» İstenen:
Sındırgı ve Simav depremleriyle ilgili okunacak metne göre bölgede kaç sarsıntı kaydedilmiştir?

» Okunacak Metin:

Anasayfa / Aktüel

Sındırgı ve Simav Depremlerinde Magma İzleri: Hibrit Model Tartışması

Balıkesir’in Sındırgı ve Kütahya’nın Simav ilçelerinde son dönemde yoğunlaşan deprem aktivitesinin, yalnızca tektonik süreçlerle değil, magmatik etkilerle de ilişkili olabileceği ileri sürülüyor. ESOGÜ’den Prof. Dr. Özgür Karaoğlu, bölgede 20 bini aşkın sarsıntının kaydedildiğini belirterek, Miyosen dönemi volkanizmasına işaret eden jeolojik yapının hibrit deprem mekanizmasına işaret ettiğini ve jeofizik araştırmaların planlandığını açıkladı.

» Kaynak Veri:
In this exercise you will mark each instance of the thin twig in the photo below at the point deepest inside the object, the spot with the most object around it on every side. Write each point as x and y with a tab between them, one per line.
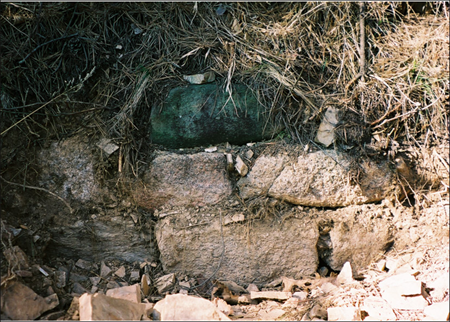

» Tamamlanan Görev:
Bölgede 20 bini aşkın sarsıntı kaydedilmiştir.